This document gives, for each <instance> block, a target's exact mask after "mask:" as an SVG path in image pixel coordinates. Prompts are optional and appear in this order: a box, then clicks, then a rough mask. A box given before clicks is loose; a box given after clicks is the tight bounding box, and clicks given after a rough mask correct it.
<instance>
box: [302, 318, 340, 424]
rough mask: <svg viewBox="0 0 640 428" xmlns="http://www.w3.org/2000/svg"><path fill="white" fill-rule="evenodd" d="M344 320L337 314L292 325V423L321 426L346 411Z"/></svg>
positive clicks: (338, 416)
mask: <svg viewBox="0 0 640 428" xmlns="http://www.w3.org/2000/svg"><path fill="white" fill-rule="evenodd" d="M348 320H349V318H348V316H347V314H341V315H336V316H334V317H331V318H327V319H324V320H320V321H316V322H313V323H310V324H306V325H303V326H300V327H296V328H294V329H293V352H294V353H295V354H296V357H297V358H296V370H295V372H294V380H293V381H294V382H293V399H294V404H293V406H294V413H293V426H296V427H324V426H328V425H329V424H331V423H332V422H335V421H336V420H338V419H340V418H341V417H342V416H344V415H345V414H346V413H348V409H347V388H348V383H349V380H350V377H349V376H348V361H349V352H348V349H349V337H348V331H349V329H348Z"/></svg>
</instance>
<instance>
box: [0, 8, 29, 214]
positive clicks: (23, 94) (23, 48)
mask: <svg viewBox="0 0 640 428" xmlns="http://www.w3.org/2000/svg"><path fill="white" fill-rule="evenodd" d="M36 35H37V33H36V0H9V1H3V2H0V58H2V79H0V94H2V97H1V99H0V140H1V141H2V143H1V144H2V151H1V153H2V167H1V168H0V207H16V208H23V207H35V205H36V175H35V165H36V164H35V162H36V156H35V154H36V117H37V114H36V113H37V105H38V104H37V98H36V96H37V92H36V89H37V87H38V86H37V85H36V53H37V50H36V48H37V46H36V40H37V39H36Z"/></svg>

━━━━━━━━

- Task instructions
Where the line with "</instance>" ends, your copy should end too; please return exactly the lines from the first line of the data through it.

- The answer
This document gives, for each <instance> block, a target's exact mask after "mask:" as an SVG path in image pixel coordinates. Prompts are optional and appear in this order: a box, then clicks, then a rough mask. A box given before clicks is loose; a box given after clicks is the tight bounding box, and clicks given after a rough mask correct it.
<instance>
box: [302, 318, 340, 424]
rough mask: <svg viewBox="0 0 640 428" xmlns="http://www.w3.org/2000/svg"><path fill="white" fill-rule="evenodd" d="M344 320L337 314L292 325V423L321 426L346 411Z"/></svg>
positive clicks: (338, 416)
mask: <svg viewBox="0 0 640 428" xmlns="http://www.w3.org/2000/svg"><path fill="white" fill-rule="evenodd" d="M348 320H349V318H348V316H347V314H341V315H336V316H334V317H331V318H327V319H324V320H320V321H316V322H313V323H310V324H306V325H303V326H300V327H296V328H294V329H293V352H294V353H295V354H296V357H297V358H296V370H295V372H294V380H293V381H294V382H293V399H294V404H293V406H294V413H293V426H296V427H324V426H328V425H329V424H331V423H332V422H335V421H336V420H338V419H340V418H341V417H342V416H344V415H345V414H346V413H348V409H347V388H348V383H349V380H350V377H349V376H348V361H349V352H348V349H349V337H348V331H349V329H348Z"/></svg>
</instance>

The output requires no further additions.